Given passage
◇ ◇ ◇ ◇

I used to spend 2 hours every Monday manually copying data between apps. New signups from a Typeform form needed to go into my Notion CRM, get a welcome email in Mailchimp, and trigger a Slack notification. Three apps, same data, entered by hand, every week.

Then I built one Make.com scenario that does all of it in seconds whenever a new form submission arrives. Setup time: 45 minutes. Time saved since then: several hundred hours over 18 months.

This is what Make.com (formerly Integromat) does. It connects your apps without code and runs automations that would otherwise require manual data entry, repetitive clicking, or custom development work.

This tutorial is the guide I wish I had when I started. I will cover everything from creating your first automation to building complex multi-branch scenarios — with real examples you can adapt immediately.


What Is Make.com and Why It Matters

Make.com is a visual workflow automation platform. You connect apps with a drag-and-drop interface, define triggers (when something happens in App A...) and actions (...do this in App B), and Make.com runs the automation automatically, on a schedule or in real time.

◇ ◇ ◇ ◇

(Pointing dataset records)

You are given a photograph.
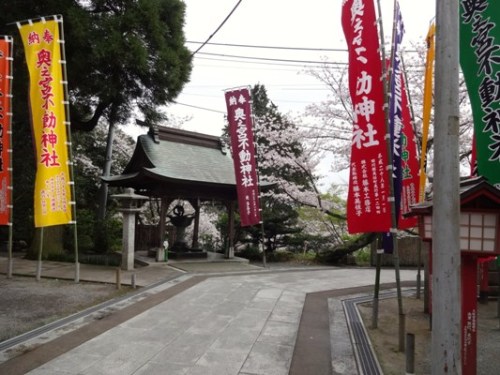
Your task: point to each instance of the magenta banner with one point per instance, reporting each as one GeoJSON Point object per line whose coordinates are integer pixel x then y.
{"type": "Point", "coordinates": [239, 114]}
{"type": "Point", "coordinates": [368, 208]}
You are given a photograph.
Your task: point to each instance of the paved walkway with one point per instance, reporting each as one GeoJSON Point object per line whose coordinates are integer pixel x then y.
{"type": "Point", "coordinates": [199, 324]}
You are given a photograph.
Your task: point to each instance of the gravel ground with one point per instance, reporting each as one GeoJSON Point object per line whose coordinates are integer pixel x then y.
{"type": "Point", "coordinates": [385, 337]}
{"type": "Point", "coordinates": [26, 304]}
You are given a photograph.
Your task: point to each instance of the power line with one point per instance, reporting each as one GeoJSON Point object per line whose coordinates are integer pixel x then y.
{"type": "Point", "coordinates": [218, 28]}
{"type": "Point", "coordinates": [273, 47]}
{"type": "Point", "coordinates": [285, 65]}
{"type": "Point", "coordinates": [197, 107]}
{"type": "Point", "coordinates": [271, 59]}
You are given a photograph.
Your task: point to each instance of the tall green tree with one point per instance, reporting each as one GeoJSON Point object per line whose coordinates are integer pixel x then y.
{"type": "Point", "coordinates": [123, 57]}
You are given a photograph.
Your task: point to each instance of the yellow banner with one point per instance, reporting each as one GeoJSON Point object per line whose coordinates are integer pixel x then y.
{"type": "Point", "coordinates": [42, 48]}
{"type": "Point", "coordinates": [427, 107]}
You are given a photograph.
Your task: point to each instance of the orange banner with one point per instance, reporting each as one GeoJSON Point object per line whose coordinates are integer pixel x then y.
{"type": "Point", "coordinates": [42, 46]}
{"type": "Point", "coordinates": [5, 121]}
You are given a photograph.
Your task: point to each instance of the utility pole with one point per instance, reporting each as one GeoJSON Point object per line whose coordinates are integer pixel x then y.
{"type": "Point", "coordinates": [446, 214]}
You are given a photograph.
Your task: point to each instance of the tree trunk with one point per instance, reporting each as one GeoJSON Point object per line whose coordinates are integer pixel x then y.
{"type": "Point", "coordinates": [103, 192]}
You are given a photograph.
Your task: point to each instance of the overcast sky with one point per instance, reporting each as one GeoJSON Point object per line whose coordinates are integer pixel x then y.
{"type": "Point", "coordinates": [293, 24]}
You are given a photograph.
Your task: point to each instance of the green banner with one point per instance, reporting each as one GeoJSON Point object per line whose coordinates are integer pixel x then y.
{"type": "Point", "coordinates": [480, 61]}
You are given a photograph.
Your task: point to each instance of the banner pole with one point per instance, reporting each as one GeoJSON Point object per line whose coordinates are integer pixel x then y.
{"type": "Point", "coordinates": [390, 167]}
{"type": "Point", "coordinates": [70, 151]}
{"type": "Point", "coordinates": [39, 262]}
{"type": "Point", "coordinates": [10, 58]}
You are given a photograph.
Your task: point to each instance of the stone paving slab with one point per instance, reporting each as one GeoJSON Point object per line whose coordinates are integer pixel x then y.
{"type": "Point", "coordinates": [233, 324]}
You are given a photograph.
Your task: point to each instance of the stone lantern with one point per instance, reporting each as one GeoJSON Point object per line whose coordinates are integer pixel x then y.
{"type": "Point", "coordinates": [129, 205]}
{"type": "Point", "coordinates": [479, 240]}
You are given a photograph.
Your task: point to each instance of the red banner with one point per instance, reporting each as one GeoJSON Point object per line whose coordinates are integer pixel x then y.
{"type": "Point", "coordinates": [239, 114]}
{"type": "Point", "coordinates": [409, 166]}
{"type": "Point", "coordinates": [5, 118]}
{"type": "Point", "coordinates": [368, 208]}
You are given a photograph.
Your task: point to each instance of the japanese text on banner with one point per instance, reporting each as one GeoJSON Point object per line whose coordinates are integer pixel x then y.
{"type": "Point", "coordinates": [368, 209]}
{"type": "Point", "coordinates": [43, 56]}
{"type": "Point", "coordinates": [240, 129]}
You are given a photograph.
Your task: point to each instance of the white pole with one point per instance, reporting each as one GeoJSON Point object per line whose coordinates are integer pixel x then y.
{"type": "Point", "coordinates": [446, 212]}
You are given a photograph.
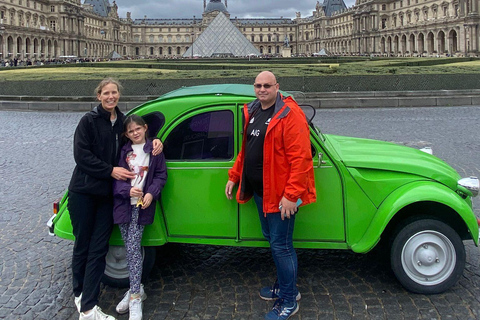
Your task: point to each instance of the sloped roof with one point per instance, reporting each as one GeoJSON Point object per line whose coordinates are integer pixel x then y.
{"type": "Point", "coordinates": [100, 7]}
{"type": "Point", "coordinates": [221, 37]}
{"type": "Point", "coordinates": [331, 6]}
{"type": "Point", "coordinates": [114, 55]}
{"type": "Point", "coordinates": [215, 5]}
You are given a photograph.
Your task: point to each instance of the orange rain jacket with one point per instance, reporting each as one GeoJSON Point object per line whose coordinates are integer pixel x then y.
{"type": "Point", "coordinates": [287, 157]}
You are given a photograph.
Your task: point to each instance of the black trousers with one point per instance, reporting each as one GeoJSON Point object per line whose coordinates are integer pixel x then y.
{"type": "Point", "coordinates": [92, 222]}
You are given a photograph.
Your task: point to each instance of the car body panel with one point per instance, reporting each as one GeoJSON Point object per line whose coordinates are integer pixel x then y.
{"type": "Point", "coordinates": [415, 192]}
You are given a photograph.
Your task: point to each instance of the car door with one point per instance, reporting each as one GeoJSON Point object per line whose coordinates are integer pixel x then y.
{"type": "Point", "coordinates": [322, 221]}
{"type": "Point", "coordinates": [199, 149]}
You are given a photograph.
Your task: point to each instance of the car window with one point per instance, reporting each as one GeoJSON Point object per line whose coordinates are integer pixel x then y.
{"type": "Point", "coordinates": [206, 136]}
{"type": "Point", "coordinates": [155, 122]}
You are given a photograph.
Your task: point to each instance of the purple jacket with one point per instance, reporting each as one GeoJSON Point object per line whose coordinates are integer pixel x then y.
{"type": "Point", "coordinates": [155, 180]}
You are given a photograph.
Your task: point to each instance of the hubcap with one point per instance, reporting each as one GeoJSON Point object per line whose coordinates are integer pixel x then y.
{"type": "Point", "coordinates": [428, 257]}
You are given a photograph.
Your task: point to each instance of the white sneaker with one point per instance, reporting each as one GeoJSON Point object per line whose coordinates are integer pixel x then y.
{"type": "Point", "coordinates": [78, 302]}
{"type": "Point", "coordinates": [122, 306]}
{"type": "Point", "coordinates": [136, 307]}
{"type": "Point", "coordinates": [96, 314]}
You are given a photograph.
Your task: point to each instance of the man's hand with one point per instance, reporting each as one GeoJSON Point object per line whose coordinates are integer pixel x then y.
{"type": "Point", "coordinates": [157, 147]}
{"type": "Point", "coordinates": [287, 208]}
{"type": "Point", "coordinates": [229, 189]}
{"type": "Point", "coordinates": [120, 173]}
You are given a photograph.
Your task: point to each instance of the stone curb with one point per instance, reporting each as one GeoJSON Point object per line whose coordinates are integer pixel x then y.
{"type": "Point", "coordinates": [373, 99]}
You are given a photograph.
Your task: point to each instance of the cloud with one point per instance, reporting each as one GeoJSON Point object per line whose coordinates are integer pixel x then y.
{"type": "Point", "coordinates": [237, 8]}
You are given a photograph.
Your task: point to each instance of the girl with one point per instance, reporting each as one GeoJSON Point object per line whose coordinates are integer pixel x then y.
{"type": "Point", "coordinates": [134, 204]}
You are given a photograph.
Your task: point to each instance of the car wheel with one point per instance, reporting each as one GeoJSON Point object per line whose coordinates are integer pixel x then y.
{"type": "Point", "coordinates": [427, 256]}
{"type": "Point", "coordinates": [116, 268]}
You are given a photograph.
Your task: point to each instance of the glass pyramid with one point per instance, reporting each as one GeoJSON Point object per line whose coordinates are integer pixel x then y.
{"type": "Point", "coordinates": [221, 39]}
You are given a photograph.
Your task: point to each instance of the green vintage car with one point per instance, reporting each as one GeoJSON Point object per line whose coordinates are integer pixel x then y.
{"type": "Point", "coordinates": [369, 192]}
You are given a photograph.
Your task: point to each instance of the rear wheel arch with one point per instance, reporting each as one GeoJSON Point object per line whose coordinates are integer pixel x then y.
{"type": "Point", "coordinates": [427, 255]}
{"type": "Point", "coordinates": [433, 210]}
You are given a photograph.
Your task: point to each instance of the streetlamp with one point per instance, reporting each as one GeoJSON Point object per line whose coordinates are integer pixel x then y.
{"type": "Point", "coordinates": [192, 34]}
{"type": "Point", "coordinates": [2, 31]}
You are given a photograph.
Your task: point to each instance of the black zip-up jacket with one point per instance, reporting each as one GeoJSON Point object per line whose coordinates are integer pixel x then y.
{"type": "Point", "coordinates": [96, 146]}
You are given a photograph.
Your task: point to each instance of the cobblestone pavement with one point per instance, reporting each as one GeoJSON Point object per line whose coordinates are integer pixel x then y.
{"type": "Point", "coordinates": [207, 282]}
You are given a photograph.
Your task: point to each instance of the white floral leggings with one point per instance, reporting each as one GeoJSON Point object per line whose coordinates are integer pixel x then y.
{"type": "Point", "coordinates": [132, 236]}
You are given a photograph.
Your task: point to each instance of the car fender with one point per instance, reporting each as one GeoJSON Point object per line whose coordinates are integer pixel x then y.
{"type": "Point", "coordinates": [410, 193]}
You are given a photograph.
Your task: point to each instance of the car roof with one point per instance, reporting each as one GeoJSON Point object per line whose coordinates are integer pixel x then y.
{"type": "Point", "coordinates": [217, 89]}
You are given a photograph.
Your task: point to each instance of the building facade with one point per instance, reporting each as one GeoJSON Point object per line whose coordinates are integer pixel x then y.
{"type": "Point", "coordinates": [46, 29]}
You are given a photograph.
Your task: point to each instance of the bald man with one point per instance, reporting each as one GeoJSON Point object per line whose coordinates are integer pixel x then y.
{"type": "Point", "coordinates": [275, 167]}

◇ ◇ ◇ ◇

Tasks to perform
**A)** Reproduce the Make.com tutorial word for word, from "This tutorial is" up to and including "can adapt immediately.".
**B)** Select every line in the records that has the word "orange" and copy those lines out. Case counts.
The Make.com tutorial and the records have nothing to do with each other.

Responses
**A)**
This tutorial is the guide I wish I had when I started. I will cover everything from creating your first automation to building complex multi-branch scenarios — with real examples you can adapt immediately.

**B)**
Your task: point to each instance of the orange banner with one point per instance, reporting each as one GeoJSON Point object per line whose coordinates are integer pixel x then y.
Your task: point to each instance of the orange rain jacket with one point per instance, reporting each as one GeoJSON Point object per line whose coordinates are integer pixel x then y.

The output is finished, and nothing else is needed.